Work to do - Find each line in the material below that contains the word "concrete", and copy those lines out. Case counts.

:: Task input

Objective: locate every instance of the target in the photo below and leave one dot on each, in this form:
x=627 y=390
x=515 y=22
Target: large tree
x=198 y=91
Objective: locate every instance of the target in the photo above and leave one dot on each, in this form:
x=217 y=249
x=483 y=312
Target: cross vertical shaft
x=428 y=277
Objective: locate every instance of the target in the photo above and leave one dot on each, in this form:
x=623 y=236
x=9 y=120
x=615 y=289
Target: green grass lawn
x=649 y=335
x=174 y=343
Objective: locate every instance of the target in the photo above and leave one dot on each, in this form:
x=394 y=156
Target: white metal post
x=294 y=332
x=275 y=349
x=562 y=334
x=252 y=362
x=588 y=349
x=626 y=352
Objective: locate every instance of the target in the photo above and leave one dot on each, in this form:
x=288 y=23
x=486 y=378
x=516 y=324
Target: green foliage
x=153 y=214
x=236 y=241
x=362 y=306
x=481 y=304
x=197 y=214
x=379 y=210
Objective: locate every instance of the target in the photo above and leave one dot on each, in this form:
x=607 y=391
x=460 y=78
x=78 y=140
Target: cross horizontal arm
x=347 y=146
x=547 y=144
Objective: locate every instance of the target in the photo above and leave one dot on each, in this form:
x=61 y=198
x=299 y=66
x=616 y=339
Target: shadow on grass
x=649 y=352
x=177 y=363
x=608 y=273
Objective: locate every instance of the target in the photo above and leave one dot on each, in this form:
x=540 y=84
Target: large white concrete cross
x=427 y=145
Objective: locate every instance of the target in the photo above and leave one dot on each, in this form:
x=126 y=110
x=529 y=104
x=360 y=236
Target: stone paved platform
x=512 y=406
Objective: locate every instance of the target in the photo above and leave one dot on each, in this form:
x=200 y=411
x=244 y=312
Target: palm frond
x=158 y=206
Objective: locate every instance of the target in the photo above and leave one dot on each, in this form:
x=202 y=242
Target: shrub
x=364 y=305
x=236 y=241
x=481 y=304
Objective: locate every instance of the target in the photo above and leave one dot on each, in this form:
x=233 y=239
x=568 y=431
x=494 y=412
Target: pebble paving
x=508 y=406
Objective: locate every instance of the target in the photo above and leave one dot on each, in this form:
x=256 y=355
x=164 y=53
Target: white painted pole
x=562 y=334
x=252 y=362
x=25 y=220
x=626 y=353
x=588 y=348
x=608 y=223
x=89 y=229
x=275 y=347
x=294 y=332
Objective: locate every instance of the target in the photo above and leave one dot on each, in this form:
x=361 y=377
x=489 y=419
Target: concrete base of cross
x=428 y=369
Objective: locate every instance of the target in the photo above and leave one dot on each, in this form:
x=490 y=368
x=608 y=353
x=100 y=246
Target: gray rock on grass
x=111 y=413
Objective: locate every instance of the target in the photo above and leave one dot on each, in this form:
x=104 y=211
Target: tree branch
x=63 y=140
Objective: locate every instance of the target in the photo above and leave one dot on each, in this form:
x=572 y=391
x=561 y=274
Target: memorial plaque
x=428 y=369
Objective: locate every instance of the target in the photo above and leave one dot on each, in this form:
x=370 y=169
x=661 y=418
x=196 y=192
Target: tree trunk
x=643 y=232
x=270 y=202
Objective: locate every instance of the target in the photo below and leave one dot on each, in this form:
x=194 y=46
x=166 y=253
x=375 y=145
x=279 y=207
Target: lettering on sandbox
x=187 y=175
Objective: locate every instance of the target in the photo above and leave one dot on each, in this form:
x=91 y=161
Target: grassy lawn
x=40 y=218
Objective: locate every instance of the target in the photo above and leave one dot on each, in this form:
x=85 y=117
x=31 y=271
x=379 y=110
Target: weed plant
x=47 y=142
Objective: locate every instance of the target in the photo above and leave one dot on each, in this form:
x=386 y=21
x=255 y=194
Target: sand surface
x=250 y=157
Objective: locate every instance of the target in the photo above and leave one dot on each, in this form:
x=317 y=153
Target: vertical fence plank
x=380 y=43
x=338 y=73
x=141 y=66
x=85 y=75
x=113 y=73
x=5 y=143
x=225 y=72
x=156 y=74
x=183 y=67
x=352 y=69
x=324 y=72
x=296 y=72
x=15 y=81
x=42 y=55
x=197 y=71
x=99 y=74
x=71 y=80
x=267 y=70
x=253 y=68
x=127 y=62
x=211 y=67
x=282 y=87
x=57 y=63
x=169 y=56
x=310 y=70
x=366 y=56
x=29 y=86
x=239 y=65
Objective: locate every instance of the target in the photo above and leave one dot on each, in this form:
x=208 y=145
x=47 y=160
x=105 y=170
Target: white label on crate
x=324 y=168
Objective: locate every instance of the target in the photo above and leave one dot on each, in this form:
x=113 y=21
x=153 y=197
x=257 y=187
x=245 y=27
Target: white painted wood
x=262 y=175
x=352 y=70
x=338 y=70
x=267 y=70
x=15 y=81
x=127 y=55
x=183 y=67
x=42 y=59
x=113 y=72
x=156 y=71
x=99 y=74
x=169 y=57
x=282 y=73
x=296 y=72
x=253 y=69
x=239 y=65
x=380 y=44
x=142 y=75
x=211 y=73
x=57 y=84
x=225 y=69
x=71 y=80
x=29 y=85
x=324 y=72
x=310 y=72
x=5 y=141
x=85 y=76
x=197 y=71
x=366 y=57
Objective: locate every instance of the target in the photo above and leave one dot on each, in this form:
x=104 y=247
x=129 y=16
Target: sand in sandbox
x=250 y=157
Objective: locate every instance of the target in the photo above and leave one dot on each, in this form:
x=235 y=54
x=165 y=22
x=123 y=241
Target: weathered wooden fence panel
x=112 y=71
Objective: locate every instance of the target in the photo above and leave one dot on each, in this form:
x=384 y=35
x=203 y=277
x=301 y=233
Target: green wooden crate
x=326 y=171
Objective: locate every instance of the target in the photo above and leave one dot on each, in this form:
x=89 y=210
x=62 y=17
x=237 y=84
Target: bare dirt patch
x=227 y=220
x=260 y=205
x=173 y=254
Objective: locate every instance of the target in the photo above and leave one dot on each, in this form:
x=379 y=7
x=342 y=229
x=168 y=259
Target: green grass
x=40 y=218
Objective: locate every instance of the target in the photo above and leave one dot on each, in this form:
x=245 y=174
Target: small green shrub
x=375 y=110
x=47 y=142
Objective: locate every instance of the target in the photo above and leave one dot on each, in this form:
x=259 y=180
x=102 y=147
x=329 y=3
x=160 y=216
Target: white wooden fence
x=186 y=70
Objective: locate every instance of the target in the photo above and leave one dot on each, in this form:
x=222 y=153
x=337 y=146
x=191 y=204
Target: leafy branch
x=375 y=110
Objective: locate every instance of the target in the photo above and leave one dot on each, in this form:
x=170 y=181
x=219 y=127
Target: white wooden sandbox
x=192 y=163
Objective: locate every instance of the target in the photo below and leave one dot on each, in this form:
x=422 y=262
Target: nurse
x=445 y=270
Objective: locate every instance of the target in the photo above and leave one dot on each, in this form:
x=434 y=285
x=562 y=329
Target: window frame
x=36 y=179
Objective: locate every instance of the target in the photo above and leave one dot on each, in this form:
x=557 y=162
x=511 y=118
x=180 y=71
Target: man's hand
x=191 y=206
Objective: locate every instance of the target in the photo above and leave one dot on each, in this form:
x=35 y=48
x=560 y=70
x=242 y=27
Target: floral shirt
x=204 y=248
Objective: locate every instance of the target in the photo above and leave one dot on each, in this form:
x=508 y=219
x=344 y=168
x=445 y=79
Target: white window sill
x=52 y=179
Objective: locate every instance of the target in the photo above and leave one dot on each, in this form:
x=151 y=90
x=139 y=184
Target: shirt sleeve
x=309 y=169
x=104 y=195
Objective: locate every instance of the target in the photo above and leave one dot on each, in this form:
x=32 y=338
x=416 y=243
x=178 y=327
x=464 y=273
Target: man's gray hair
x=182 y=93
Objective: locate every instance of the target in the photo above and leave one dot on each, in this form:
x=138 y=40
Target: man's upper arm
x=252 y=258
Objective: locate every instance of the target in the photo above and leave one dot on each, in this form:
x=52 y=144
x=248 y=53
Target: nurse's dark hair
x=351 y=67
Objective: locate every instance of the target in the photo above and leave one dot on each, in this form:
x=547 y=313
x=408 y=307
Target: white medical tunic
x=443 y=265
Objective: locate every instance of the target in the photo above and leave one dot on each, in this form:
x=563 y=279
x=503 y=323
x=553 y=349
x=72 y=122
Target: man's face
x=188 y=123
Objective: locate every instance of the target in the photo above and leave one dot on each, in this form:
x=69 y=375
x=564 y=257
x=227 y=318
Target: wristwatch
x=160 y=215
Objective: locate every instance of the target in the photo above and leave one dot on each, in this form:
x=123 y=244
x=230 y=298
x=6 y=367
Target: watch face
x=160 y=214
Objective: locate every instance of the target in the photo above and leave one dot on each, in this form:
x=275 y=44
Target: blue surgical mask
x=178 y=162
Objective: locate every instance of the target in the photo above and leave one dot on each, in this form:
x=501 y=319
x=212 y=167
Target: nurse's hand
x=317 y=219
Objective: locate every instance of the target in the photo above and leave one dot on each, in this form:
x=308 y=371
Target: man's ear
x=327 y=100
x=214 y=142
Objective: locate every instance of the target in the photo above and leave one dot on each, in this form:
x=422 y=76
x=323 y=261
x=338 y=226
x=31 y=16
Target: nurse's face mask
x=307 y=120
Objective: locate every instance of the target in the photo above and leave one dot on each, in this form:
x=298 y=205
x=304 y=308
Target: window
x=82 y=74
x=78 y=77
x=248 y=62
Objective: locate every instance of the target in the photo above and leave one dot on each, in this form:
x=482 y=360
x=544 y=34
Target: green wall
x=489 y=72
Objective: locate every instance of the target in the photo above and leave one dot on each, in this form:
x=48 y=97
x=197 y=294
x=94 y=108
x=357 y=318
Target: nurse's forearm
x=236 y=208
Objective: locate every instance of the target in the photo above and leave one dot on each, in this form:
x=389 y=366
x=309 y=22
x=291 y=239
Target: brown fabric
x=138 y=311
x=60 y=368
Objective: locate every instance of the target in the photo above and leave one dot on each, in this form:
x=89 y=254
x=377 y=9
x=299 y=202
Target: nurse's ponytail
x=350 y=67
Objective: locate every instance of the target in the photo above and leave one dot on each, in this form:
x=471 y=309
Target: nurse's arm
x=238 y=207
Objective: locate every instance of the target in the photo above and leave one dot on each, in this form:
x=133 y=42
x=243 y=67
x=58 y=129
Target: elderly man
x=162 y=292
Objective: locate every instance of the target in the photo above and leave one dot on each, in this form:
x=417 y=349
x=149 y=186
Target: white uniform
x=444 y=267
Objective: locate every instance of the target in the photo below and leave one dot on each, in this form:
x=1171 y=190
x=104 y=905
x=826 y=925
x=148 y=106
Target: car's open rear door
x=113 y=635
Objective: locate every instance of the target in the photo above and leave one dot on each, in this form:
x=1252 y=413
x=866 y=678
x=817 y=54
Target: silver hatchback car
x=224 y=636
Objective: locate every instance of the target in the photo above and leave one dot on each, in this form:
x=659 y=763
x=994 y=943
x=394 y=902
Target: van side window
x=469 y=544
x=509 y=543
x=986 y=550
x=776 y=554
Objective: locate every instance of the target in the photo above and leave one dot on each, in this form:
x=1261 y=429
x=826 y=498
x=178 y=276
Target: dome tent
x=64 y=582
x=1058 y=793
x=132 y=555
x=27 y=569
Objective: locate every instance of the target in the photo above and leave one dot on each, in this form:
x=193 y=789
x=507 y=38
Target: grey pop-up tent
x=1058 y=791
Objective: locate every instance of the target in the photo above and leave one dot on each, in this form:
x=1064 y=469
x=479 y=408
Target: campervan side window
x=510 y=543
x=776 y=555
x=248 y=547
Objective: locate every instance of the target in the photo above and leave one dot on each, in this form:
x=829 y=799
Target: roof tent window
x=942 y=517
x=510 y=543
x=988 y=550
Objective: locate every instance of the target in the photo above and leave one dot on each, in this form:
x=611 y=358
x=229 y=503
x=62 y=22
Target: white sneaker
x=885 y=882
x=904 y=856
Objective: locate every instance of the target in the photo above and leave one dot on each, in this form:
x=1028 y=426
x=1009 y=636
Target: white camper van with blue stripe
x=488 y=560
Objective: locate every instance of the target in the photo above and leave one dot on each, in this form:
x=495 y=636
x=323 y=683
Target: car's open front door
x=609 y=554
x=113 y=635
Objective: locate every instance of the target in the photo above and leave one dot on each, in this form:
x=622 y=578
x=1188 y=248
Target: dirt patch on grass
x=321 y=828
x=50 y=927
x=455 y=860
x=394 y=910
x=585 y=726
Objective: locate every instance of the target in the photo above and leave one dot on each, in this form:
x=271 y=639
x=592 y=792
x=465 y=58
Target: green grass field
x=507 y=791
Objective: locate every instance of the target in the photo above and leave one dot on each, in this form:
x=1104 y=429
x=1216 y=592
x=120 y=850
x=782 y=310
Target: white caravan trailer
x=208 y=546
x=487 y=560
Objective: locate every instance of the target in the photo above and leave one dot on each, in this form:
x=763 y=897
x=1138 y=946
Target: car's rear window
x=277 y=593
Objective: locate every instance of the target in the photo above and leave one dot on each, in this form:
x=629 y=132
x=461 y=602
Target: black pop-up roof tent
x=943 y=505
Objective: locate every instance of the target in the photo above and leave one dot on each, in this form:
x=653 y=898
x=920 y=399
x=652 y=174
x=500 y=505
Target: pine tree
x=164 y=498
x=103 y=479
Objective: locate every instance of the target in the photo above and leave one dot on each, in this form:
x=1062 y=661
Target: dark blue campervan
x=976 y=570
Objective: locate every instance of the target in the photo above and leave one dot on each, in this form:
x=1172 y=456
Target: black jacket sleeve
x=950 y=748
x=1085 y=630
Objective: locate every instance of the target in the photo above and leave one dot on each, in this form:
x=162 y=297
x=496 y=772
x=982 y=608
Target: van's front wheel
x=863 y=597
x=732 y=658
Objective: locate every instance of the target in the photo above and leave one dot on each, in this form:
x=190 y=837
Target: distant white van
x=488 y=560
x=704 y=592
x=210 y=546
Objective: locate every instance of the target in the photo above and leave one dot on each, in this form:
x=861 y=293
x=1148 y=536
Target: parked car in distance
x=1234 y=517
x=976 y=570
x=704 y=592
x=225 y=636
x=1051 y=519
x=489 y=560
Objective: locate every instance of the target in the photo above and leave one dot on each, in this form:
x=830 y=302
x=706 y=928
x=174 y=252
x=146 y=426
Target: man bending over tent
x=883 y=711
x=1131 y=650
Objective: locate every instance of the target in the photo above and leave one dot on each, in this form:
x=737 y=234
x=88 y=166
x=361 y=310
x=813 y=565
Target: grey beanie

::::

Written solution -
Target: large white concrete cross
Target: concrete base of cross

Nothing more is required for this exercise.